**PROBLEM REQUIREMENTS**
Rewrite the entries from the start through the line containing "0 38 250 250", inclusive, changing each "Precisely" to "Exactly" and leaving everything else unchanged.

**GIVEN RECORDS**
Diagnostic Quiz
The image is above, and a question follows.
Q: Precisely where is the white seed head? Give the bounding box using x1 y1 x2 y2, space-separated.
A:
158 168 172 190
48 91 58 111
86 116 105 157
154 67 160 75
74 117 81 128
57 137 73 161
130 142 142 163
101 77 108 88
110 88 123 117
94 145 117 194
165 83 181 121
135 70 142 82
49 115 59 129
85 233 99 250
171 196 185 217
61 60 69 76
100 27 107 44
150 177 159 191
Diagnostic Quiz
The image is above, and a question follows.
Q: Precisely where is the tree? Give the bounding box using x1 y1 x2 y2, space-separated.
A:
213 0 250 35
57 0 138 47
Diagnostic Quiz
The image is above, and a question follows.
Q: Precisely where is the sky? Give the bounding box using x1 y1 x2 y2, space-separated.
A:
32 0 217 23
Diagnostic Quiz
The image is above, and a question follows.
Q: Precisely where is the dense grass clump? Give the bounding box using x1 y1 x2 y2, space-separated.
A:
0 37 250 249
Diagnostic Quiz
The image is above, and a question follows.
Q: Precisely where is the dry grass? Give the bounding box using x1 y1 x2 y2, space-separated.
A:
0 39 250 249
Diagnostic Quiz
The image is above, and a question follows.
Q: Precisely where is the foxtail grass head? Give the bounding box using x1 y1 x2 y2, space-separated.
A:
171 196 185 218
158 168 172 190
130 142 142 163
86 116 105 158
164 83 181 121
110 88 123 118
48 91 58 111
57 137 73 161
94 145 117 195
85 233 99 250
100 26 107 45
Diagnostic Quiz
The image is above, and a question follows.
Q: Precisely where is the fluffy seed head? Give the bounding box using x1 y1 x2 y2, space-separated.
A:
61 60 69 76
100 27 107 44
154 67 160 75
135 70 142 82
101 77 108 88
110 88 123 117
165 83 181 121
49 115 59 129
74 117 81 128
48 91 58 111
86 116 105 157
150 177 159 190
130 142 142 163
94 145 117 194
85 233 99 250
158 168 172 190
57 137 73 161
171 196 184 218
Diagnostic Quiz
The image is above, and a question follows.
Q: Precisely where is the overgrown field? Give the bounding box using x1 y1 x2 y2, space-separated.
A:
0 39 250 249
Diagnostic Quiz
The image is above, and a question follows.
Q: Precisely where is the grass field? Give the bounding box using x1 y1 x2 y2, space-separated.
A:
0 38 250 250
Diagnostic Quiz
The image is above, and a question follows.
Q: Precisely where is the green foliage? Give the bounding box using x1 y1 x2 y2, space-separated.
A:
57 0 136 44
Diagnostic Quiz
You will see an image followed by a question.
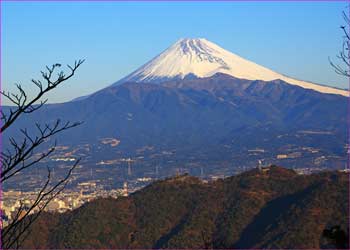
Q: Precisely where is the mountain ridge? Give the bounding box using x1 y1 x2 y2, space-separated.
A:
19 166 349 249
112 38 349 96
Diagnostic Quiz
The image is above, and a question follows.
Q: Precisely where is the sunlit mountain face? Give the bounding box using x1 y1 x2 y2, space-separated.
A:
3 39 347 190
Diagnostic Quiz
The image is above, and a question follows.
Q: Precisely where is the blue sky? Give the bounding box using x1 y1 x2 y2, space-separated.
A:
1 1 348 103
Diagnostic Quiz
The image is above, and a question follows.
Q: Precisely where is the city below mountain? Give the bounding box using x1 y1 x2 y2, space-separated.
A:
3 39 347 188
17 166 349 249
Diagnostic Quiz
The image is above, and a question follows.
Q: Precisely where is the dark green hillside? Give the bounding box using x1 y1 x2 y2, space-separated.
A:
20 166 349 249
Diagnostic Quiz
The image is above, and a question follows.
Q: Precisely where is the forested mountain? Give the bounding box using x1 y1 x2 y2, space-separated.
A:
23 166 349 249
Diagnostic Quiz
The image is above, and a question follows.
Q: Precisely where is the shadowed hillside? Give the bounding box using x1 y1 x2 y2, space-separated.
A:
18 166 349 249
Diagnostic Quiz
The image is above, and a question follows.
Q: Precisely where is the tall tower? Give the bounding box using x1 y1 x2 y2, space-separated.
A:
156 165 159 177
123 181 128 197
126 158 133 176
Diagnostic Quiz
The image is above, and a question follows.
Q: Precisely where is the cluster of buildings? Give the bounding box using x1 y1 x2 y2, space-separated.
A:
0 181 133 227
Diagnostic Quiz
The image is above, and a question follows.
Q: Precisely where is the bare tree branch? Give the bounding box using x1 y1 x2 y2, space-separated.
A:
0 60 84 133
328 11 350 77
0 60 84 248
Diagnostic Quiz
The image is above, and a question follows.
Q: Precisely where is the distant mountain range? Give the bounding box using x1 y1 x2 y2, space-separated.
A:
115 38 349 96
4 39 348 185
19 166 349 249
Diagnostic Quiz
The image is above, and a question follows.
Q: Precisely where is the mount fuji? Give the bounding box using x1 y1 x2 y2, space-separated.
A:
115 38 349 96
3 39 348 188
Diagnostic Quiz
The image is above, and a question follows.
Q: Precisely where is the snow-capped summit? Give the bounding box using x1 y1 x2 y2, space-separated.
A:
116 38 349 96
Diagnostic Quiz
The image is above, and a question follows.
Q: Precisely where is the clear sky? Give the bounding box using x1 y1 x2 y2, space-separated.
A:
1 1 348 103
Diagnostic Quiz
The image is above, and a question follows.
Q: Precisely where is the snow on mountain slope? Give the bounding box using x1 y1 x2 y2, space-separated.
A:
116 38 349 96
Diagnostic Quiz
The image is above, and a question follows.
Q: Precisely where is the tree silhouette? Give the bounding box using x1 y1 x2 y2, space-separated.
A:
0 60 84 249
329 11 350 77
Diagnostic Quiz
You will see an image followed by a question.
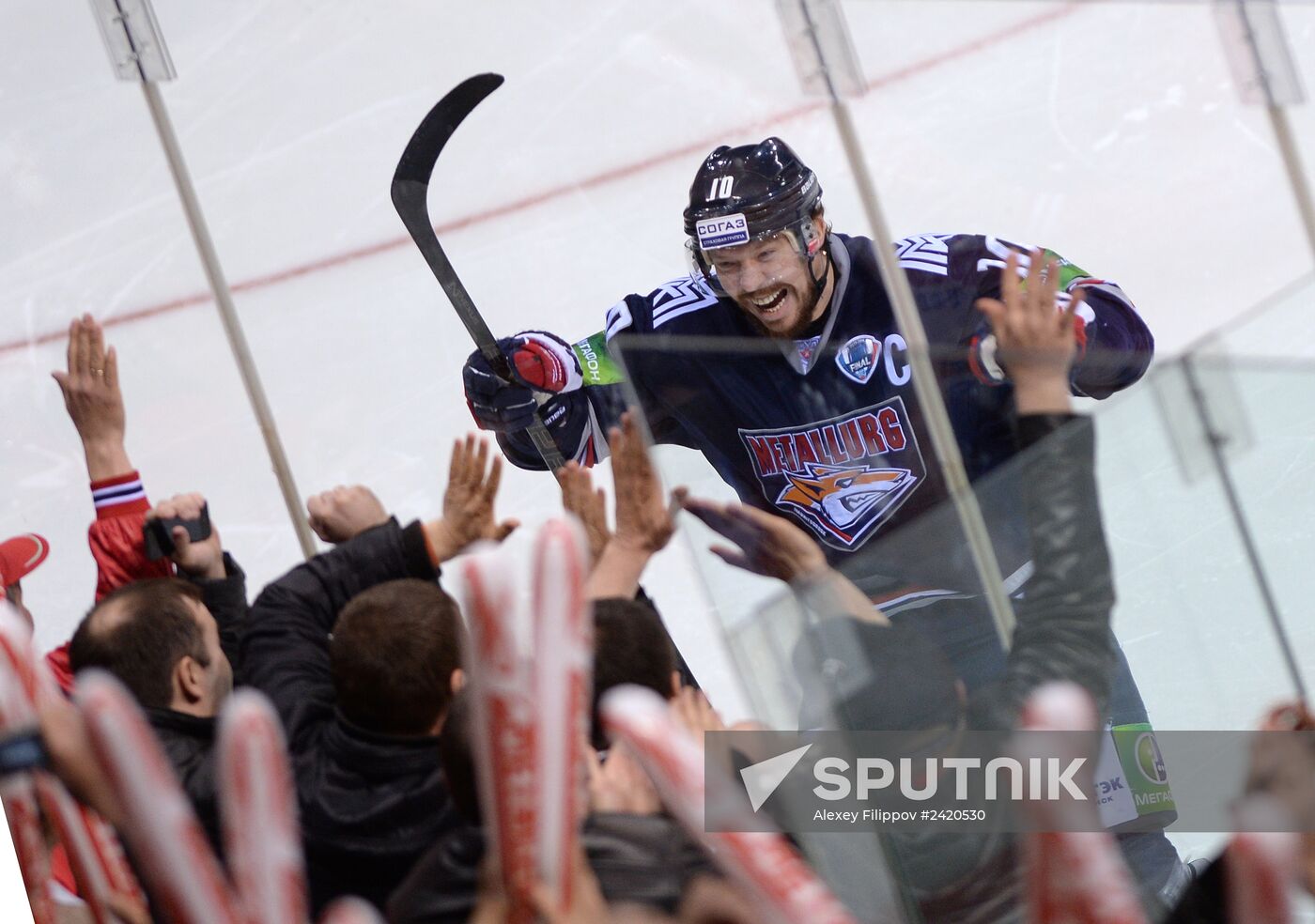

**FULL OUTPUT**
Diagnostic Quiz
The image is above, and a question follows.
Q: Exactly where is the white seed head? Give the bounding box using x1 y1 x2 y2, space-separated.
A:
158 168 172 190
48 91 58 111
86 116 105 157
154 67 160 75
74 117 81 128
57 137 73 161
130 142 142 163
101 77 108 88
110 88 123 117
94 145 117 194
165 83 181 121
135 70 142 82
49 115 59 129
85 233 99 250
171 196 185 217
61 60 69 76
100 27 107 44
150 177 159 191
Diagnostic Quiz
The image is above, and a question follows.
Q: Exactly where is the tree? Give the bounding box using x1 y1 x2 y2, space-separated.
A:
213 0 250 35
57 0 138 47
Diagnostic Quiz
The image is above, and a question follows.
Q: Exactly where is the sky? Give the bounding box using x1 y1 x2 y2, space-separated.
A:
32 0 217 23
Diagnostic Quiz
The image is above, and a question follows.
Q: Exactly where is the dense grass clump? Give the bounding box using x1 y1 x2 y2, space-separated.
A:
0 37 250 249
Diagnostic Quiz
The image is above, and a question follows.
Q: Exactly where is the dry grass? Give the bounding box using x1 y1 x2 y2, space-separated.
A:
0 39 250 249
Diagnostic Quiz
The image is above, and a question follows.
Q: Exactly where is the foxtail grass head? Give the bounding box using x1 y1 x2 y2, space-separated.
A:
171 196 185 218
158 168 172 190
130 142 142 163
86 116 105 158
164 83 181 121
110 88 123 118
48 91 58 111
57 137 73 161
94 145 117 195
85 233 99 250
100 26 107 45
Diagnostic Quiz
The image is above, and a question follows.
Q: Exactly where is the fluffy seed head? Give the bounding box using x1 y1 x2 y2, space-separated.
A:
61 60 69 76
100 27 107 44
154 67 160 75
135 70 142 82
101 77 108 88
110 88 123 117
165 83 181 121
49 115 59 129
74 117 81 128
48 91 58 111
86 116 105 157
150 177 159 190
130 142 142 163
94 145 117 194
85 233 99 250
158 168 172 190
57 137 73 161
171 196 184 218
Diagnostic Quiz
The image is above, and a question follows.
Q: Exactly where is the overgrown field? Give the bounding box using x1 y1 x2 y2, space-separated.
A:
0 39 250 249
Diagnostic Quiz
The image is above, and a question follows.
Q: Exactly where is the grass field? Give the bounding box using x1 y1 x2 y2, space-separated.
A:
0 38 250 250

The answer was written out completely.